** START OF Text to read **

# Pup won't leave my older dog alone!



## nikkix5

I have a 12yr old collie x and a 18wk old basset i've had him since he was 9wks old, my problem is my basset won't leave my older dog alone.
When they are in the room together my pup constantly bites my older dog on his ears, swings about on his tail and basically behaves like a spoilt kid, at first i just left them to their own devices thinking they would soon sort the pecking order out, but to be honest my old dog hasn't got a dominant bone in his body.
My older dog has had enough on a couple of occasions and snacked at the pup but the pup still goes back for more and when my older dog snarls at him and shows his teeth the pup actually licks them. 
I've tried putting the pup out of the room but then you would think he's been murdered the noise he makes i've tried petting my older dog and pushing the pup away to ignore him i'm now at the stage where i feel i'm shouting leave all the time to the pup but worried that he'll lose trust in me if i shout at him all the time my older dog has resorted to staying upstairs all day because he knows the pup can't climb the stairs.
When i take them out together i have no bother older dog goes his way and pup tends to follow me, it's just in the house and it's like a mad house at tea-time. I almost forgot to add i've also tried giving them both a chew to keep them quite but once the pup gets bored of his he then cries and pesters my older dog for his. Has anyone got any resolutions on what to do as it's now driving me round the bend.


----------



## GillyR

LOL - i had to smile at the innocence - licking dogs teeth.

Sound normal to me to be honest, sounds like my pup and her dad....she tries it on with mom, but mom soon puts her in her place. Her dad will play more, when she gets too much he lets her know.

But, your dog is an older dog - so it maybe too much for him? could you maybe distract her from playing with him, and play with you ? when she nips too hard, give a loud squeek ?

With max (dad) when he needs a break he will jump up on the settee (pup cant reach as yet) has your dog got somewhere he can go, that she can not get too.

** END OF Text to read **
** START OF Stored data **

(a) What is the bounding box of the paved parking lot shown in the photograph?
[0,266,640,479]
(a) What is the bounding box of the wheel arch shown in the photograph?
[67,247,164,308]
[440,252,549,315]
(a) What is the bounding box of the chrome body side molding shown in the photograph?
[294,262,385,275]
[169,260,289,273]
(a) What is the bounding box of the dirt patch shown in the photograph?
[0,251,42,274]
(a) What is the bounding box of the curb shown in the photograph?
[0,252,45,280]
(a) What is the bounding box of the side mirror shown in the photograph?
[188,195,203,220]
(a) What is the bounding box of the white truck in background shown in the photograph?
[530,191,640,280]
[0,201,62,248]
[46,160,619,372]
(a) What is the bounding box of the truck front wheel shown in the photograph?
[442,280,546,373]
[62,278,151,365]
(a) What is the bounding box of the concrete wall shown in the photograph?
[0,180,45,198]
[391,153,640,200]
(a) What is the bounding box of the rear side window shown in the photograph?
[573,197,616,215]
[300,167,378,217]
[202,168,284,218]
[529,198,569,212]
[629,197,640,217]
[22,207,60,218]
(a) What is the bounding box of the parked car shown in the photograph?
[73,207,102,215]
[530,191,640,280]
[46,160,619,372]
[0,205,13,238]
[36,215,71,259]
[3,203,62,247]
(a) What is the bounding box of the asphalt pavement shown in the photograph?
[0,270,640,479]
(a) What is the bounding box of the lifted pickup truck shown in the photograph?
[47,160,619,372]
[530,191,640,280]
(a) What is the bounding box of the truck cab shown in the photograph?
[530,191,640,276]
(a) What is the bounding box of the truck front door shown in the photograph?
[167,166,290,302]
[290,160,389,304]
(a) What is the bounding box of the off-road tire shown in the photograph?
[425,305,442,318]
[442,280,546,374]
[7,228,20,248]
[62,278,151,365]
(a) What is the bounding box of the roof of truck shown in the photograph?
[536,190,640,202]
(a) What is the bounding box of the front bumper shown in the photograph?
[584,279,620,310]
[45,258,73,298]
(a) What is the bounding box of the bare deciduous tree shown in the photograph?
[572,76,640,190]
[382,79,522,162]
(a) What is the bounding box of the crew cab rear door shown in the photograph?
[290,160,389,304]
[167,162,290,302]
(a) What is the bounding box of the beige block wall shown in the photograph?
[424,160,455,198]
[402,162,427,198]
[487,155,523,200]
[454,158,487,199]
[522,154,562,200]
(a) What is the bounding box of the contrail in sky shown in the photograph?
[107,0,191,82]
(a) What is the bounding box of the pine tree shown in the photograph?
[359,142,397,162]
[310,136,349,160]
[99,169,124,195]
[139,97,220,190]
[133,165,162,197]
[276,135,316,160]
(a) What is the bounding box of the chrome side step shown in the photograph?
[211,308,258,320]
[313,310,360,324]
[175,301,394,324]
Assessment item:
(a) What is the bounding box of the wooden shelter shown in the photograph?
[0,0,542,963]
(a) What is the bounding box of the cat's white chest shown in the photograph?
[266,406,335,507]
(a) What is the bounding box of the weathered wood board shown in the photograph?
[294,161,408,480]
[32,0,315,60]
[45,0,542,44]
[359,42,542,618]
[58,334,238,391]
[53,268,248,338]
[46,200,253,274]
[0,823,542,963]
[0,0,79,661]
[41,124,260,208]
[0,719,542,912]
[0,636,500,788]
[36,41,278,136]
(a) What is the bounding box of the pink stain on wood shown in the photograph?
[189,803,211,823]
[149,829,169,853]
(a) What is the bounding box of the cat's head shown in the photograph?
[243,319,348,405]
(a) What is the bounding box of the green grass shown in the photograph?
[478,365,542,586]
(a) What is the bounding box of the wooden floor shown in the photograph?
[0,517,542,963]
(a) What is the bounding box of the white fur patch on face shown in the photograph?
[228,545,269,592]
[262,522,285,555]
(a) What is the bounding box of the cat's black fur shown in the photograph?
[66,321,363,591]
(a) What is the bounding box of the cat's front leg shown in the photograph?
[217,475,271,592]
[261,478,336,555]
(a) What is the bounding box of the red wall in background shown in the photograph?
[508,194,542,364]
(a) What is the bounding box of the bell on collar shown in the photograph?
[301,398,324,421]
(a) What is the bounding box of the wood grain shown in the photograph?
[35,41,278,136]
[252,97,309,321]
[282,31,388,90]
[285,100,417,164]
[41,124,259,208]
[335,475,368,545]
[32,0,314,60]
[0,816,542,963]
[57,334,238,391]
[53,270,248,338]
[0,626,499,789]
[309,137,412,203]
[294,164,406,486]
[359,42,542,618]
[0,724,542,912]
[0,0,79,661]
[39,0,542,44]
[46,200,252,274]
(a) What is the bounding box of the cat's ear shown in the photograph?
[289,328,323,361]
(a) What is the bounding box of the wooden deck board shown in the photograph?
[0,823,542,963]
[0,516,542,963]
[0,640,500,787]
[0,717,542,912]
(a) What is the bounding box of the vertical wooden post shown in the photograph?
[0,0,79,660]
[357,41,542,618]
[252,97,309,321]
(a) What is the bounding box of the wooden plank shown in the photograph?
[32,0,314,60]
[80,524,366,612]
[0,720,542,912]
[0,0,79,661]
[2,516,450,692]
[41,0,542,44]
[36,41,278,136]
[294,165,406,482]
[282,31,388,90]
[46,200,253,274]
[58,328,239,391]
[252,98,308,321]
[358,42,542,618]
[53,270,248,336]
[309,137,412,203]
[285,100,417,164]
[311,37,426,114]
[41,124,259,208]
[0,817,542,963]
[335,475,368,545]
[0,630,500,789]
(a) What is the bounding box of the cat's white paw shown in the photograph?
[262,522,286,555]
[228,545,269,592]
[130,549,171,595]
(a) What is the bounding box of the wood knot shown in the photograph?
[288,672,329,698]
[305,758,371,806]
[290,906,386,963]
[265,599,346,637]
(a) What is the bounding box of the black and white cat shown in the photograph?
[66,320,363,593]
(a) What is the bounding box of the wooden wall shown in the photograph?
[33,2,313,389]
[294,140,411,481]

** END OF Stored data **

- [Directions]:
a. Can you write out, word for word, the stretch of the puppy thread from "I've tried putting" through "climb the stairs."?
b. Can you write what comes next in the thread about the puppy pestering the older dog, picking up right after its final sentence?
The entries come from a separate source.

- [Exercise results]:
a.
I've tried putting the pup out of the room but then you would think he's been murdered the noise he makes i've tried petting my older dog and pushing the pup away to ignore him i'm now at the stage where i feel i'm shouting leave all the time to the pup but worried that he'll lose trust in me if i shout at him all the time my older dog has resorted to staying upstairs all day because he knows the pup can't climb the stairs.

b.
----------



## Matrix/Logan

When we still had Legend (14years old) and Logan was little we had a crate for Logan so that if he got too much for Legend we could put him in his crate in the lounge for some time out for everyone.

Also do you think the pup is getting enough stimulation in other ways, walks and training as that will tire him out so he would be less likely to bother your older dog.

Try doing some evening training, one to one with just you and the pup, it is amazing how quickly they crash out after they have used their heads/brains! LOL

Other than that it is really up to your older dog to teach little one some dog rules and manners, but obviously observe so that things don't take a turn for the worse.

X


----------



## Kinjilabs

Cant really advise you but can sympathise, I had the same problem with a Cocker pup I had last year, wouldnt leave my Goldie alone, and evevtually he turned on the pup(which is not like him) and knocked him into the side of the settee! nearly broke pups jaw, so I then decided to let the pup go, found out after that my Goldie was in pain with his back, so couldnt really blame him, Im at the point now where I wont get another pup till the inevitable happens


----------



## nikkix5

Thankyou everyone for the advice, i've tried all the above mentioned, my older dog used to jump on the sofa to get away but now the pup is nearly as big as him he can now reach him.
I've tried distraction by me playing with the pup but my older dog wants to play too, but with me and not the pup, so i can't win there either. As for exercise i only walk the basset two 15min walks aday because you can't over excercise them as it can damage their bones (something to do with the growth) until they are roughly a year old.
As for the crate he does have a crate to sleep in i've tried putting him in but he just howls the place down when he can here us in the next room and it worries me that he maynot want to sleep in his crate if he has any negative experiences in it, his crate is just to big to have in the same room as us.
I think me telling the pup to leave is working a little but when anyone visits i'm constantly shouting leave to the pup the old dog goes to the living room door to be out then i feel guilty because i feel he is been pushed out because he doesnt want to be in the same room as us.
I would say my old dog does sometimes enjoy it as he waggs his tail but when he has enough the pup still wants to play. 
Is it wrong for me to allow the old dog to leave the room, when it was his home in the first place? it just feels it should be the other way round.


----------



## jobate

Hi

I have had the exact same problem. I have a 6 month old Beagle and an 8 year old Lab. Like yours my lab would not let the beagle know that he was getting fed up and the beagle would nip at his ears, jump up on his back and just generally annoy him. So I was advised by a trainer to use a noise as soon as the pup startes annoying the older dog. So I filled up an empty bottle or can with gravel and kept them to hand. As soon as my pup started I would shake or drop the can so he was startled and he stopped what he was doing. I only had to do this for 2 days and its now completely stopped.

Hope this helps......we now have 2 very happy dogs!!!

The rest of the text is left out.